Start The data

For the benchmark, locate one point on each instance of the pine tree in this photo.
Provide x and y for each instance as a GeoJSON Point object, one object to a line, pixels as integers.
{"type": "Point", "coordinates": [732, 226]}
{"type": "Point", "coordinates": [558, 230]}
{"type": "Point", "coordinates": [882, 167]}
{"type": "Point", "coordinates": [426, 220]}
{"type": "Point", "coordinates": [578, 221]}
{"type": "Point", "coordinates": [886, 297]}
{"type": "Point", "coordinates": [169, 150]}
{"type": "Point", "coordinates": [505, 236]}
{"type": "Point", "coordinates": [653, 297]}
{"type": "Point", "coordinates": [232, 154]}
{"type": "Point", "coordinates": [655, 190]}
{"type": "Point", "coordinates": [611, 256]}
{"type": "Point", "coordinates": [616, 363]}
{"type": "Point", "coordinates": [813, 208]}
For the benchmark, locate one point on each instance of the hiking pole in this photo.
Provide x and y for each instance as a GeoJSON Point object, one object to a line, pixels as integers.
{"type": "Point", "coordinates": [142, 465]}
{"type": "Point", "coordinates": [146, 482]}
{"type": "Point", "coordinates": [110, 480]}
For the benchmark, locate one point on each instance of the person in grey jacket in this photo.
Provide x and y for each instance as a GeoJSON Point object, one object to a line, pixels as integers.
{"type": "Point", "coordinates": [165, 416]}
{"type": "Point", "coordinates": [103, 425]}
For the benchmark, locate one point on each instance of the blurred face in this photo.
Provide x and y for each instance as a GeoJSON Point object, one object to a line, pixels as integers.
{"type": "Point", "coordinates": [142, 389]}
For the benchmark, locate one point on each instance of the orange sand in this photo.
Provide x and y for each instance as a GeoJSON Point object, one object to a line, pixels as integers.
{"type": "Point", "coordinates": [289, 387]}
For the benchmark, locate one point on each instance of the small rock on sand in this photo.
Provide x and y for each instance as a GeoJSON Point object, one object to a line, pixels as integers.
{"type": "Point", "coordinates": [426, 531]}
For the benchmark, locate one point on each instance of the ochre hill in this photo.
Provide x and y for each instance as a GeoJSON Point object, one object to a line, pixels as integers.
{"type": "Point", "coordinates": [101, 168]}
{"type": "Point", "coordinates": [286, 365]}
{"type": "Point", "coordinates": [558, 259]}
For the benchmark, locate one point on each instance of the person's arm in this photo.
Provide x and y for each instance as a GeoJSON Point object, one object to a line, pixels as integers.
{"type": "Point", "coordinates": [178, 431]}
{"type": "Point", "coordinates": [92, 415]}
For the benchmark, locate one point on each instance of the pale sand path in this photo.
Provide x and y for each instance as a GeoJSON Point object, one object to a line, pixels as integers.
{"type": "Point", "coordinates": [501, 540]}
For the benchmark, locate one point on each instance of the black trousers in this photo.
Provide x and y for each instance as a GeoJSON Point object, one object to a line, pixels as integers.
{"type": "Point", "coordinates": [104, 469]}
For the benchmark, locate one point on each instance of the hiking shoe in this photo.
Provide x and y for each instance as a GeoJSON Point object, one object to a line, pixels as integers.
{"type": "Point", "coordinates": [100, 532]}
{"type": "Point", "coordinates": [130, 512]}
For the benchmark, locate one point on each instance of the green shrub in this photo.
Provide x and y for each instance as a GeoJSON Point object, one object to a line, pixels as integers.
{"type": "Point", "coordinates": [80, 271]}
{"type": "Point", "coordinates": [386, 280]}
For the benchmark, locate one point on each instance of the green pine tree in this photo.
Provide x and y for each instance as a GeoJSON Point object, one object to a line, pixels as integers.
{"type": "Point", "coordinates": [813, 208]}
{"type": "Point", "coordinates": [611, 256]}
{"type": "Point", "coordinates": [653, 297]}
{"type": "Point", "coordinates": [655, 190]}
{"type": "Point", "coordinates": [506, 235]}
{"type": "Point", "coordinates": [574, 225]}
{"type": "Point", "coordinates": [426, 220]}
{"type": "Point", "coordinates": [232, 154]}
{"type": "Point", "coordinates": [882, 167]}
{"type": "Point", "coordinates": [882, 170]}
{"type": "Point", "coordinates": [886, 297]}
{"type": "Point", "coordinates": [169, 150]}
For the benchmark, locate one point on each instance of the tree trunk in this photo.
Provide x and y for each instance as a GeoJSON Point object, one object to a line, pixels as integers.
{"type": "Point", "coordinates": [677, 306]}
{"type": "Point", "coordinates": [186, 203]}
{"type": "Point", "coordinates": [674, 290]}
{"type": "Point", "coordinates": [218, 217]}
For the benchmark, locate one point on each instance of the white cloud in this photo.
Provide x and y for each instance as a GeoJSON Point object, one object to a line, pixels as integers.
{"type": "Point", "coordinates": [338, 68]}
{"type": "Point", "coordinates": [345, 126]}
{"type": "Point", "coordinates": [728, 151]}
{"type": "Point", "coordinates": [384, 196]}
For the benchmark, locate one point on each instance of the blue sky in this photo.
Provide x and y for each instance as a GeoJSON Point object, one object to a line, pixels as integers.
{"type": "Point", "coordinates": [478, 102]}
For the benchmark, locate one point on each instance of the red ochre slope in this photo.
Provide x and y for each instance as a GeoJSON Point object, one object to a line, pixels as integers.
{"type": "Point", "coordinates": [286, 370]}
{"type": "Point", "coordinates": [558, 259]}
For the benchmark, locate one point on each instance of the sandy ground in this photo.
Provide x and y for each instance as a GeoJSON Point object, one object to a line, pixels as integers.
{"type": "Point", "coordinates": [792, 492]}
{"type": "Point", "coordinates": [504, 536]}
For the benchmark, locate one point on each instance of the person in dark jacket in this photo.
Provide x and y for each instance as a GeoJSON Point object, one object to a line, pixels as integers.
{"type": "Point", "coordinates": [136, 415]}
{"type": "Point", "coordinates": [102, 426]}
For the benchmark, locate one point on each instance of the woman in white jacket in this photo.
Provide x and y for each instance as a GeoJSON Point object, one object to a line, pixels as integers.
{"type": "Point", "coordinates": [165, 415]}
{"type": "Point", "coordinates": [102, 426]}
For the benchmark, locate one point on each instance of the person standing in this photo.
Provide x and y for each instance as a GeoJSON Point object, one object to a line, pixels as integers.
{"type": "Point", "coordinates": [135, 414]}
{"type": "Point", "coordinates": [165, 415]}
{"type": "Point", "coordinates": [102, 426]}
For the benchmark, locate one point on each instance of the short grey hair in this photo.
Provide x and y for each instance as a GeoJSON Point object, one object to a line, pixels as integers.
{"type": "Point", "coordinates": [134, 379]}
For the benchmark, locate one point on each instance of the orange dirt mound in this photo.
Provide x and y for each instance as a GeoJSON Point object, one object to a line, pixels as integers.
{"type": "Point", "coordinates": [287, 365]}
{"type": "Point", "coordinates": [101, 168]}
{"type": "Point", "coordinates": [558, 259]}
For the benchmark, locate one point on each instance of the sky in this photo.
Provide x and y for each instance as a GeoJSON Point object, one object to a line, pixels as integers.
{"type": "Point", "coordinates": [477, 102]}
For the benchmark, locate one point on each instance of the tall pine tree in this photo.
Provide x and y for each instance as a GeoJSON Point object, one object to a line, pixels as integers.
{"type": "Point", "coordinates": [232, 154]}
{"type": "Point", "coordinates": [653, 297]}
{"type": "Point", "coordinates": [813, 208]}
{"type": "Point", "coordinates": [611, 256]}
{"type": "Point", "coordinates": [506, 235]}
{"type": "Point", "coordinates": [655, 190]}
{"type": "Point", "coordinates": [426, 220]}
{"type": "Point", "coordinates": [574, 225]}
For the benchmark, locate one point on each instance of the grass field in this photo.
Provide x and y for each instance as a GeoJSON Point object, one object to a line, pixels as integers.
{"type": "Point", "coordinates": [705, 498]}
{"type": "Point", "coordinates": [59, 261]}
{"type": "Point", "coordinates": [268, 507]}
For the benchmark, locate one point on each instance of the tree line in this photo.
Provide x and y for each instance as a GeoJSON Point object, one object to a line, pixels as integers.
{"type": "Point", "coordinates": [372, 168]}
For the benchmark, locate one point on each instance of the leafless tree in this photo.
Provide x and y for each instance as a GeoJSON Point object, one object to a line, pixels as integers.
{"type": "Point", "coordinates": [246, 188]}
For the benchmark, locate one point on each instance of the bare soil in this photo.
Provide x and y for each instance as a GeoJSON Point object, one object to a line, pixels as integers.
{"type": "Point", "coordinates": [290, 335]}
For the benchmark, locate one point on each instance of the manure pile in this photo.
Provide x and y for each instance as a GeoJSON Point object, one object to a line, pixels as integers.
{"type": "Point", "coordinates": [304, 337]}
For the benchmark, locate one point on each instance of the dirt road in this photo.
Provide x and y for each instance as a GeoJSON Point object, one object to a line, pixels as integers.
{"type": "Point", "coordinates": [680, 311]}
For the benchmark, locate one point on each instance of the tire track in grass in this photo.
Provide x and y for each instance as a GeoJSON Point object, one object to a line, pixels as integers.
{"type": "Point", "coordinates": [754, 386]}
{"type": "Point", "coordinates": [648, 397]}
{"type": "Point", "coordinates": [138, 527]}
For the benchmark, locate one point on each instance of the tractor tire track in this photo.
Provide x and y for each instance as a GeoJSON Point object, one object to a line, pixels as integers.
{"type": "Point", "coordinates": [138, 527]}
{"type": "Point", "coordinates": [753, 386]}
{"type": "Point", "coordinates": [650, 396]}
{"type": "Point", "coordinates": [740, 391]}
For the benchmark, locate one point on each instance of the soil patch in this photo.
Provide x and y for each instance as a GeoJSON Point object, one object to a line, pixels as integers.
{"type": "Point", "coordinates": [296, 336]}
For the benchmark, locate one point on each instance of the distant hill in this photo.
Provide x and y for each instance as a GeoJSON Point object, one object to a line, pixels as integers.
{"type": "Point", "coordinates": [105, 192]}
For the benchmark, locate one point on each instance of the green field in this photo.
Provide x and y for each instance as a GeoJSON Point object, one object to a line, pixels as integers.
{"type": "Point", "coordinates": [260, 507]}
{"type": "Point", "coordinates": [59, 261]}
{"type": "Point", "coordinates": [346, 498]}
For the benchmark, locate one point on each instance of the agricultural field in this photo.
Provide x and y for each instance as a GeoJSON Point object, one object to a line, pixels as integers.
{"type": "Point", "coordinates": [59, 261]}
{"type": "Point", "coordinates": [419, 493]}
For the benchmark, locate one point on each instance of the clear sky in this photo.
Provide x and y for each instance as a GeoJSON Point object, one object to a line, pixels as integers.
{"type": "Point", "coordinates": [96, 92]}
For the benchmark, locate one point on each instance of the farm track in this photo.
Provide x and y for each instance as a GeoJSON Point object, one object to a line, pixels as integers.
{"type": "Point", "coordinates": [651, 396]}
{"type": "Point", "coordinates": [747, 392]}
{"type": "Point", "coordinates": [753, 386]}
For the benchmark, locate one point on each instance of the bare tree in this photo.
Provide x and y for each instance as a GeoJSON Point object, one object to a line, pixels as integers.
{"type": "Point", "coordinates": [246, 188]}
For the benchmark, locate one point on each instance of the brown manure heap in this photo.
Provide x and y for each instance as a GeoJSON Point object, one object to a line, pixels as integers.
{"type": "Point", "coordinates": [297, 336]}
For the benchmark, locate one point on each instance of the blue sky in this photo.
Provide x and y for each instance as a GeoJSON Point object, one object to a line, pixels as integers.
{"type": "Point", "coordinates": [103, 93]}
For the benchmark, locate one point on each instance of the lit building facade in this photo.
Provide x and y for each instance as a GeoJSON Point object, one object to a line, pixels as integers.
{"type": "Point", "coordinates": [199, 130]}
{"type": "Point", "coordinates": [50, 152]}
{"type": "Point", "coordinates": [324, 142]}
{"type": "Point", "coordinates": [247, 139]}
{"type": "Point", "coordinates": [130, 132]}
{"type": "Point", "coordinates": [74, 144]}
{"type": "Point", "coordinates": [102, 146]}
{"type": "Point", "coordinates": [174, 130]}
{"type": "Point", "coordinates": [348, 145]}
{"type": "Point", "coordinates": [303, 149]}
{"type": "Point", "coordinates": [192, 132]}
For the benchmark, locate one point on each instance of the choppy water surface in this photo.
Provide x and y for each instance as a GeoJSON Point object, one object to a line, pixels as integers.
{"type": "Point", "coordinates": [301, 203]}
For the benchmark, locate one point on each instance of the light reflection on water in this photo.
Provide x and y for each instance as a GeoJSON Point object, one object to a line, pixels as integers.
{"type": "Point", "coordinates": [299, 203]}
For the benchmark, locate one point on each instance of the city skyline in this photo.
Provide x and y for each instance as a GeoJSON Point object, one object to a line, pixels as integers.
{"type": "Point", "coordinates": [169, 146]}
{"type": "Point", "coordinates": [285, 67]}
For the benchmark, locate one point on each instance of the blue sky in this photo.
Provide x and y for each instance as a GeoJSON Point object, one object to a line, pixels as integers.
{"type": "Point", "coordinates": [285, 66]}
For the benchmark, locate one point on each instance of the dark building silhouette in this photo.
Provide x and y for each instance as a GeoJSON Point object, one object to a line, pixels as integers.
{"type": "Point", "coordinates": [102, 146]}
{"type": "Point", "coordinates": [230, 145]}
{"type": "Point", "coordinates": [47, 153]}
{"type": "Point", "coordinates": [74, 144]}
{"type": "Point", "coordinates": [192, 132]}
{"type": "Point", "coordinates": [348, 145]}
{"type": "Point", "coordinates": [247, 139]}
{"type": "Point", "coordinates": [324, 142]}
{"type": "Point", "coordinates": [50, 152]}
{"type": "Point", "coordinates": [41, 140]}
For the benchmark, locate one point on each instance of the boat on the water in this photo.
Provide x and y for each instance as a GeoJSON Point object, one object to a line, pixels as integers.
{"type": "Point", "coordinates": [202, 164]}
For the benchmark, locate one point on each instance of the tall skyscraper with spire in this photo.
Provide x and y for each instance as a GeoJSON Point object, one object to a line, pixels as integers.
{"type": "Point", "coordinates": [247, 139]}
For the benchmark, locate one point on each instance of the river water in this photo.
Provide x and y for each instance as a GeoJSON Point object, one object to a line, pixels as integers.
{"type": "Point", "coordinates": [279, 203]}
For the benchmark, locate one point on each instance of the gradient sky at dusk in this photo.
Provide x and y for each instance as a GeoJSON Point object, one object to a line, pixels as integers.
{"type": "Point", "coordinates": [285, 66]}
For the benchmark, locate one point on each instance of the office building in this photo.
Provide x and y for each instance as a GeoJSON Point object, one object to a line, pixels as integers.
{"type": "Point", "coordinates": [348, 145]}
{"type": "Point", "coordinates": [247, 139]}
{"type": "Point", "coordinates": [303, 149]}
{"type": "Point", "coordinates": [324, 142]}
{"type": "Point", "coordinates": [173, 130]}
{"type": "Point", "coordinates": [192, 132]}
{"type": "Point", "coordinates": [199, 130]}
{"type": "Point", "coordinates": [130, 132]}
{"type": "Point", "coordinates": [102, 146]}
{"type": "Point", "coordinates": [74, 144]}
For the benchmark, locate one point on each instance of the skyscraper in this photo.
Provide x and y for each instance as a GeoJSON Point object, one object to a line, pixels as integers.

End The data

Instructions for the task >>
Copy the material again from the line containing "dusk in this photo." through the end of the material, both ends included, and add 94 to every coordinate in the answers.

Correct response >>
For the benchmark, locate one point on each instance of the gradient sky at dusk in this photo.
Provide x and y for each instance as a GeoJSON Point object, one object to a line, pixels as integers.
{"type": "Point", "coordinates": [379, 160]}
For the benchmark, locate one point on each instance of the office building in this photo.
Provide x and y for each instance as a GeoJSON Point object, one object to a line, pixels as integers.
{"type": "Point", "coordinates": [442, 239]}
{"type": "Point", "coordinates": [341, 233]}
{"type": "Point", "coordinates": [397, 243]}
{"type": "Point", "coordinates": [418, 236]}
{"type": "Point", "coordinates": [267, 224]}
{"type": "Point", "coordinates": [286, 226]}
{"type": "Point", "coordinates": [293, 224]}
{"type": "Point", "coordinates": [224, 226]}
{"type": "Point", "coordinates": [196, 240]}
{"type": "Point", "coordinates": [168, 238]}
For the benchmark, locate one point on each instance of the skyscraper in this photo.
Provide x and y for each instance as a GeoJSON Point object, one object to a line, pixels as integers.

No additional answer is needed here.